▶ **WHAT IS ASKED**:
Count the lines in the listing below that contain the string "bbox", and reply with only the number.

* Start EXERCISE DATA *

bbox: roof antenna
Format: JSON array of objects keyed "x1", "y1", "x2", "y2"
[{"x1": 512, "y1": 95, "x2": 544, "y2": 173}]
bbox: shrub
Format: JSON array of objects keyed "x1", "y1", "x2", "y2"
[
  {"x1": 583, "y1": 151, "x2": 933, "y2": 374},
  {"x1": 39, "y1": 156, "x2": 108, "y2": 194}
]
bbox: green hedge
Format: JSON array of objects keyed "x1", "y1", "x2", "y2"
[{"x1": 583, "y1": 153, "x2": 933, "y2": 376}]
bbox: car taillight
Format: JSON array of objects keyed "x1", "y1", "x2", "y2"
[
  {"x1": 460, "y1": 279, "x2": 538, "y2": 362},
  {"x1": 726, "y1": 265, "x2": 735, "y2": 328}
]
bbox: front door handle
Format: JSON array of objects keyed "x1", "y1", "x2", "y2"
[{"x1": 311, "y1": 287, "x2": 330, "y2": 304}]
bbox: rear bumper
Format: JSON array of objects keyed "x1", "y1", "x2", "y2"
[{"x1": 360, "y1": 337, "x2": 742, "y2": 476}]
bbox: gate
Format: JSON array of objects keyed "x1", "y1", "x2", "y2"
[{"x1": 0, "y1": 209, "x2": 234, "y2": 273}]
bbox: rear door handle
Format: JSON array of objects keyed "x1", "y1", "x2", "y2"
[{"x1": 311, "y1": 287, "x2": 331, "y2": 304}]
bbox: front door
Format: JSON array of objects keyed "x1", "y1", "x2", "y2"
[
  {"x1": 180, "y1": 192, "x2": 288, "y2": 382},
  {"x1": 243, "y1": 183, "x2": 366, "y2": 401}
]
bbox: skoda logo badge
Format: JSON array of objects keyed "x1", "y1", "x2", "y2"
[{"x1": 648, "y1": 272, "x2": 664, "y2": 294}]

* End EXERCISE DATA *

▶ **WRITTEN REPLY**:
10